▸ **DOCUMENT EXTRACT**:

Contemplating this vast hierarchy as an institution of the middle ages, no one can fail to be struck with its admirable adaptation to the times. It seems to take complete possession of all Europe; and, look when we will, it presents the most conspicuous figure in the retrospect. By the various ranks and orders of its sacred functionaries, it appears to fill every crevice of society. It towers above all princes, it creeps barefoot amidst the humblest peasantry. No part of the population but find themselves in contact with its sacred officers; and whether lord or serf, he encounters a bishop to control him, or a friar to confess and recomfort. We speak here of the old Church, not, of course, as it stands in relationship to the new-not as opposed to Protestantism-but in relationship solely to its own times, and in its conflict with heathen ignorance and barbarous violence.

▸ **WHAT TO DO**:
a – Answer these questions about the passage on the medieval Church:
(i) Who does the hierarchy tower above?
(ii) Among whom does it creep barefoot?
(iii) Apart from its own times, what two things is the old Church considered in conflict with?
b – Rewrite the stretch of the passage on the medieval Church from "Contemplating this vast" through "and barbarous violence.", changing "peasantry" to "villagers".

▸ **SOURCE DATA**:
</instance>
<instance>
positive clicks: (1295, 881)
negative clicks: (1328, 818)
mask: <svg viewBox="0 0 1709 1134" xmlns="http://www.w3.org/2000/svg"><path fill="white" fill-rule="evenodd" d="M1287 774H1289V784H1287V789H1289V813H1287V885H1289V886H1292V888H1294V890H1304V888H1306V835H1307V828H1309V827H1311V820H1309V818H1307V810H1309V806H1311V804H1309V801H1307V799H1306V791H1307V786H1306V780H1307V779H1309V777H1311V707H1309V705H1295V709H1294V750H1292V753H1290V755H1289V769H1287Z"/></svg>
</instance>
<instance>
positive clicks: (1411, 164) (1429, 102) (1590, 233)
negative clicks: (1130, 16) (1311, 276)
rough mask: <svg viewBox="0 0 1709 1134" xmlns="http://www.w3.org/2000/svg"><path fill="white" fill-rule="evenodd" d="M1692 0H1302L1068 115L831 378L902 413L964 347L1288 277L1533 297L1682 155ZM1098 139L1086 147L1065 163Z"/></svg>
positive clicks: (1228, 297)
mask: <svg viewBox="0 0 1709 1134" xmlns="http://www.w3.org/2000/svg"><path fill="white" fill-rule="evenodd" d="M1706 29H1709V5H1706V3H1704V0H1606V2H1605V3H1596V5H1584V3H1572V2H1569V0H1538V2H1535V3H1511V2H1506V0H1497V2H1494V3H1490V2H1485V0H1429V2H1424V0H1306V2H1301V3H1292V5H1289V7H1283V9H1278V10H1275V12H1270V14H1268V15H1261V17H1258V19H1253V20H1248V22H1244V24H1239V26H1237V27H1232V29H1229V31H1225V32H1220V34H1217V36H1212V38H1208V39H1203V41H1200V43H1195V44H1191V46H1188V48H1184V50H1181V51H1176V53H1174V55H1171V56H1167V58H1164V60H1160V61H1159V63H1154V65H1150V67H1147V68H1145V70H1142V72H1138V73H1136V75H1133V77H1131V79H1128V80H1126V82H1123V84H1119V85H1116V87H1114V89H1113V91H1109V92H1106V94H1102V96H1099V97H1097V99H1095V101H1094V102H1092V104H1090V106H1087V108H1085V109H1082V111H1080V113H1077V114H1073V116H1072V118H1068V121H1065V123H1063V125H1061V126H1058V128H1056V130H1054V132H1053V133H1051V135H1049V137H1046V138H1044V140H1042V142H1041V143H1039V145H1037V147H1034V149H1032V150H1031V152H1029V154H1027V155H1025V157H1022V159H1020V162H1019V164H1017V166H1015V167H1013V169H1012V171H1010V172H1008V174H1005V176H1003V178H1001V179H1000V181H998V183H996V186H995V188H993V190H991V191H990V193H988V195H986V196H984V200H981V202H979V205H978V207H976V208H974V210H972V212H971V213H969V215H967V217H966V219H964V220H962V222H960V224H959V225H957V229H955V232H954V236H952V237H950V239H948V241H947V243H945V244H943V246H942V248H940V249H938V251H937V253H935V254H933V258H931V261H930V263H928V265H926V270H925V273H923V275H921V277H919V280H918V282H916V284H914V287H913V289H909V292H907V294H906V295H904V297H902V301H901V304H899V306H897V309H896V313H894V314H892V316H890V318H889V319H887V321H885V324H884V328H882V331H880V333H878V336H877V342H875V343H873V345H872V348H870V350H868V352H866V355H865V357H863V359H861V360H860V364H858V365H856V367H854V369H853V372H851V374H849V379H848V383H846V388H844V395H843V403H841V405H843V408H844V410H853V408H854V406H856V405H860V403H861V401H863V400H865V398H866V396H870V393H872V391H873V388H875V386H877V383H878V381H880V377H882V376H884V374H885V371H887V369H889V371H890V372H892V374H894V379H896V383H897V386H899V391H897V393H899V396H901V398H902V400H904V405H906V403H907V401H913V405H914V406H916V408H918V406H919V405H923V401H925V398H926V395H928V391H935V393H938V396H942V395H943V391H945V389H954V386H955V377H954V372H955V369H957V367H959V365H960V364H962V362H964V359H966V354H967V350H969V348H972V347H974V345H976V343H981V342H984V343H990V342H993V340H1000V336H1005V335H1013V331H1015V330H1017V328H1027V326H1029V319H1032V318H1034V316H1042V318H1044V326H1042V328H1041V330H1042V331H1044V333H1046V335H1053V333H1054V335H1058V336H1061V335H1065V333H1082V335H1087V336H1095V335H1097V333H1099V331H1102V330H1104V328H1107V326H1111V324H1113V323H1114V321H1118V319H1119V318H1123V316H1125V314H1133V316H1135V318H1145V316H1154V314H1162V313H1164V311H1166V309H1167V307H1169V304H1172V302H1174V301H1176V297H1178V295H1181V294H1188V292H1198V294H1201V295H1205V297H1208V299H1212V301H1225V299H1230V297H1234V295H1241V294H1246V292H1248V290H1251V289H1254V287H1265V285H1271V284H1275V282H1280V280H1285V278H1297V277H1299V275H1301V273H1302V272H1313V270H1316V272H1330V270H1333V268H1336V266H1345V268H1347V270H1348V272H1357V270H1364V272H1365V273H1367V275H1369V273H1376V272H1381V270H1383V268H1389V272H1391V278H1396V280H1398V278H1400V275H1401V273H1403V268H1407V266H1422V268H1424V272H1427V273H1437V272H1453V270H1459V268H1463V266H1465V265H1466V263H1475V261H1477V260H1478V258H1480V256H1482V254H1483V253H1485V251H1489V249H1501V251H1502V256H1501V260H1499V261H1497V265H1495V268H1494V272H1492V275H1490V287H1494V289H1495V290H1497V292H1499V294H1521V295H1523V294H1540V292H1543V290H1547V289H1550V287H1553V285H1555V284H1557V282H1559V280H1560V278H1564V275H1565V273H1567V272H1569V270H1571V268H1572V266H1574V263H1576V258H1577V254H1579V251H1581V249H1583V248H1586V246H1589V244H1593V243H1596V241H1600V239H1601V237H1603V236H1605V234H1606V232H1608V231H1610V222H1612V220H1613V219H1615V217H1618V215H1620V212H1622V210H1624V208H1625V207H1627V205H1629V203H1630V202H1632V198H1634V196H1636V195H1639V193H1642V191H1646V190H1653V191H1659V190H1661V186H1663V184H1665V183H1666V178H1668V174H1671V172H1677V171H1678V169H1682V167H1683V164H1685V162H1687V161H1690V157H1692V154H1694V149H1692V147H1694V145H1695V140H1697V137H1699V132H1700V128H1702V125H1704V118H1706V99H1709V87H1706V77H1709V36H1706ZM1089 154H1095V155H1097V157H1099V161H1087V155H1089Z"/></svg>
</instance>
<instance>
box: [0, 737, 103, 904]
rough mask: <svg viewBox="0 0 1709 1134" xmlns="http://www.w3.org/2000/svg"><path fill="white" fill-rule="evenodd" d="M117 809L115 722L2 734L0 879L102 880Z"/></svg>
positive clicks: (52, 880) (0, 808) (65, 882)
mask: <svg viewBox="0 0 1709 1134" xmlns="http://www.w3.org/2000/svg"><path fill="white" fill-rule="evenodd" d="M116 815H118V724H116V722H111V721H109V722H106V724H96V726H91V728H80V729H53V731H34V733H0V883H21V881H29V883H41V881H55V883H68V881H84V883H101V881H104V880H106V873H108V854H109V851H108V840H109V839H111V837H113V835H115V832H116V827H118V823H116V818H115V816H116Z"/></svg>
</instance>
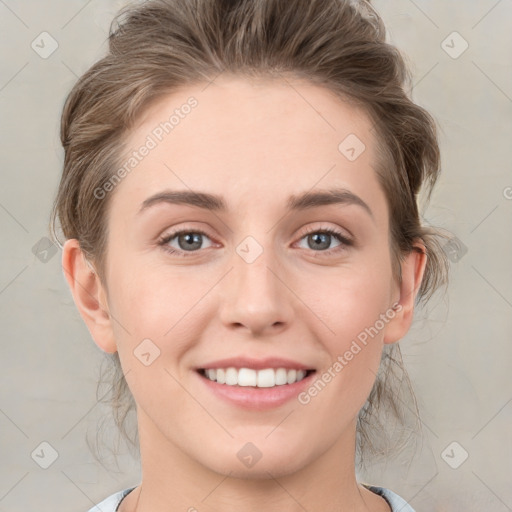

▸ **ANSWERS IN ORDER**:
a –
(i) All princes.
(ii) The humblest peasantry.
(iii) Heathen ignorance and barbarous violence.

b –
Contemplating this vast hierarchy as an institution of the middle ages, no one can fail to be struck with its admirable adaptation to the times. It seems to take complete possession of all Europe; and, look when we will, it presents the most conspicuous figure in the retrospect. By the various ranks and orders of its sacred functionaries, it appears to fill every crevice of society. It towers above all princes, it creeps barefoot amidst the humblest villagers. No part of the population but find themselves in contact with its sacred officers; and whether lord or serf, he encounters a bishop to control him, or a friar to confess and recomfort. We speak here of the old Church, not, of course, as it stands in relationship to the new-not as opposed to Protestantism-but in relationship solely to its own times, and in its conflict with heathen ignorance and barbarous violence.